◆ **Excerpt to read**
━━━━━━━━━━━━━━━━

SQLAlchemy: lazy='raise' complaining about fields even though they are loaded - python

We use the async version of sqlalchemy and we need to eager load every relationship (lazy loading does not work for async). Accordingly for every relationship in our models we have set lazy='raise'. The problem is that it seems overly aggressive on raising errors. Consider the following unit test:
async def test_user_group_self_allowed(self):
privilege = await self.db.get(Privilege, 1, [joinedload(Privilege.role)])
options = [joinedload(Item.privileges).joinedload(Privilege.role), joinedload(Item.item_group)]
item = await self.db.get(Item, 1, options)
item.privileges.append(privilege)
await (self.db.commit())
options = [joinedload(User.user_groups).joinedload(UserGroup.privileges), joinedload(User.privileges)]
user = await self.db.get(User, 1, options)
user.privileges = []
item = await self.db.get(Item, 1, [joinedload(Item.privileges).joinedload(Privilege.role), joinedload(Item.item_group)])
user_group = await self.db.get(UserGroup, 1, [joinedload(UserGroup.organization)])
print('why?????', user_group.organization)
self.assertTrue(await self.helper.is_authorized(self.db, user, 'edit', user_group))
Notice the print, it results in the following error:
Traceback (most recent call last):
File "/usr/lib/python3.9/unittest/async_case.py", line 65, in _callTestMethod
self._callMaybeAsync(method)
File "/usr/lib/python3.9/unittest/async_case.py", line 88, in _callMaybeAsync
return self._asyncioTestLoop.run_until_complete(fut)
File "/usr/lib/python3.9/asyncio/base_events.py", line 642, in run_until_complete
return future.result()
File "/usr/lib/python3.9/unittest/async_case.py", line 102, in _asyncioLoopRunner
ret = await awaitable
File "/src/backend-core/backend_core/tests/authorization.py", line 206, in test_user_group_self_allowed
print('why?????', user_group.organization)
File "/usr/local/lib/python3.9/dist-packages/sqlalchemy/orm/attributes.py", line 481, in __get__
return self.impl.get(state, dict_)
File "/usr/local/lib/python3.9/dist-packages/sqlalchemy/orm/attributes.py", line 926, in get
value = self._fire_loader_callables(state, key, passive)
File "/usr/local/lib/python3.9/dist-packages/sqlalchemy/orm/attributes.py", line 962, in _fire_loader_callables
return self.callable_(state, passive)
File "/usr/local/lib/python3.9/dist-packages/sqlalchemy/orm/strategies.py", line 836, in _load_for_state
self._invoke_raise_load(state, passive, "raise")

━━━━━━━━━━━━━━━━

◆ **Dataset excerpts**
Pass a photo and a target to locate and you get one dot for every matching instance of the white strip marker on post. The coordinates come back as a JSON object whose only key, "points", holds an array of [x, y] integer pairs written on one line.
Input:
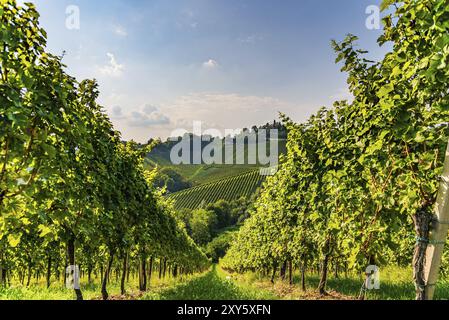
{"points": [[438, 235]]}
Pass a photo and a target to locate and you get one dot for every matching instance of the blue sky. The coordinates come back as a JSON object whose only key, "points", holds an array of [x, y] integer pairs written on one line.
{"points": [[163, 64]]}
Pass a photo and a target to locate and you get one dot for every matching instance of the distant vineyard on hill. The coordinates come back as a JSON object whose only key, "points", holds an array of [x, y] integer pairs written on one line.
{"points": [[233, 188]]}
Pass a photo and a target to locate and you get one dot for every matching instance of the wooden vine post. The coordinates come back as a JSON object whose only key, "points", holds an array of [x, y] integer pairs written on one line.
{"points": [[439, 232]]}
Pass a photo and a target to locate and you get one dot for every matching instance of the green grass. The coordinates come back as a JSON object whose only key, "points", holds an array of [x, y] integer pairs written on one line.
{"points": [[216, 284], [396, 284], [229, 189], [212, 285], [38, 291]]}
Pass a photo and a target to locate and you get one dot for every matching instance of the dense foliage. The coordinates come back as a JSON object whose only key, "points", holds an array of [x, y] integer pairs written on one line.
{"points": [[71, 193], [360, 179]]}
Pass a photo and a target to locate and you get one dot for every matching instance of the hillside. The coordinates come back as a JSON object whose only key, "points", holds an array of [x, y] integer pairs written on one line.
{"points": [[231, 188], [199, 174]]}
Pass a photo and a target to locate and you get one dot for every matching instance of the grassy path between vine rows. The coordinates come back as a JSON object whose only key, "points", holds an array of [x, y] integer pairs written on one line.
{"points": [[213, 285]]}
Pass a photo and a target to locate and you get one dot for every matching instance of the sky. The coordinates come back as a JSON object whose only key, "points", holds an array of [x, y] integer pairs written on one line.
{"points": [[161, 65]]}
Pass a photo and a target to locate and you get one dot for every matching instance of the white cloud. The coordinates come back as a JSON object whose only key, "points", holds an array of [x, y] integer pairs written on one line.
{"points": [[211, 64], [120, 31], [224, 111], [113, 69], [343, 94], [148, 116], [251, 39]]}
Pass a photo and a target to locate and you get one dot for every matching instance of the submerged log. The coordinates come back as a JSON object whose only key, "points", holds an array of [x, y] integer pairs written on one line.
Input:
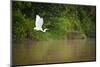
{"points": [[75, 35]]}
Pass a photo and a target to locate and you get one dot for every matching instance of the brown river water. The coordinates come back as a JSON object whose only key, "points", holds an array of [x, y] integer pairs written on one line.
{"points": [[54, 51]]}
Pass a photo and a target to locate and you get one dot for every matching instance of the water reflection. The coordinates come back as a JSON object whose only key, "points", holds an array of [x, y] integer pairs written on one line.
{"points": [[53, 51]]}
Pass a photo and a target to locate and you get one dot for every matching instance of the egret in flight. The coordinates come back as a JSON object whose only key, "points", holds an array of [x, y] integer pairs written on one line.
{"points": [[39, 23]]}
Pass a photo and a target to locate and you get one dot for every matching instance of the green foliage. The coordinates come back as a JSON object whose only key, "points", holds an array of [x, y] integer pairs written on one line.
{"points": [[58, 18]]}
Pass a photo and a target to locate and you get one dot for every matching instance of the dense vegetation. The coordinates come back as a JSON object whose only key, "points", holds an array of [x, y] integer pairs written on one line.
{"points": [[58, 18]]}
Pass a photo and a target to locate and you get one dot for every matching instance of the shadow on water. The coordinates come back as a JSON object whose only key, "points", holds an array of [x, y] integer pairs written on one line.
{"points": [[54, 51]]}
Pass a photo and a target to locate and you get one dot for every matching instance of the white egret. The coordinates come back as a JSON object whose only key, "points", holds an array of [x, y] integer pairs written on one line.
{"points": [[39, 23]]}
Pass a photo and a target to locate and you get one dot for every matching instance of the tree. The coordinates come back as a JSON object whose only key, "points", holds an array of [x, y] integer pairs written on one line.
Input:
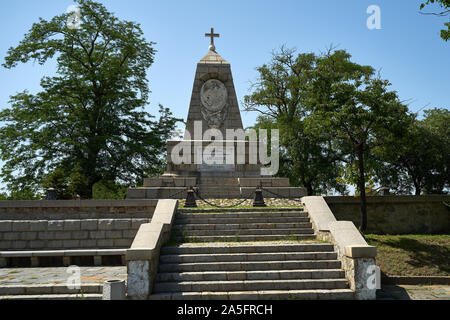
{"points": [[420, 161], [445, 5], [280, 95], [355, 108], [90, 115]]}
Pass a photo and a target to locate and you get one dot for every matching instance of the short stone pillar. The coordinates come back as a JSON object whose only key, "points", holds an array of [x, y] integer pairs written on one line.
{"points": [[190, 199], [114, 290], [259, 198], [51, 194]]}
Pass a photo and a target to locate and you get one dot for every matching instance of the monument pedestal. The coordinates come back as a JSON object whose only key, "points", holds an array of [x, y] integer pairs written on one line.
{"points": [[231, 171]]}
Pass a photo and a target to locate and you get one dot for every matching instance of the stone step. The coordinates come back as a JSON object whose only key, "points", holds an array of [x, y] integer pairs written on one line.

━━━━━━━━━━━━━━━━

◆ **Exercise requirements**
A: Quote the part of the SQLAlchemy question starting with "await (self.db.commit())" and going on through "self.db.get(UserGroup, 1, [joinedload(UserGroup.organization)])", word for word.
B: Show every line of the records that contains the word "dense". Case counts, so only lines that match its capitalization qualify.
The text and the records have no connection to each other.

◆ **Results for the exercise**
A:
await (self.db.commit())
options = [joinedload(User.user_groups).joinedload(UserGroup.privileges), joinedload(User.privileges)]
user = await self.db.get(User, 1, options)
user.privileges = []
item = await self.db.get(Item, 1, [joinedload(Item.privileges).joinedload(Privilege.role), joinedload(Item.item_group)])
user_group = await self.db.get(UserGroup, 1, [joinedload(UserGroup.organization)])

B:
Pass a photo and a target to locate and you get one dot for every matching instance of the dense foliage. The coordinates come back as a JSON object whose only key, "points", holds an array of [x, y] integer pairs written on one line.
Pass a photo and a target to locate and you get one dot for every matching instance of the dense vegetation. The coordinates come back as a JSON object whose only key, "points", holds an array of [x, y] integer pairs written on one line.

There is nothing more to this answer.